====== Material for this task

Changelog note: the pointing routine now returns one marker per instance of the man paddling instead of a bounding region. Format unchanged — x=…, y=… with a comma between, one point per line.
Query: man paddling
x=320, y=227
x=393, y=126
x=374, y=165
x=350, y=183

============

◆ Aim of the exercise ◆
Reproduce every entry above without a single alteration.

◆ Response for this exercise ◆
Changelog note: the pointing routine now returns one marker per instance of the man paddling instead of a bounding region. Format unchanged — x=…, y=… with a comma between, one point per line.
Query: man paddling
x=320, y=227
x=393, y=126
x=374, y=165
x=350, y=183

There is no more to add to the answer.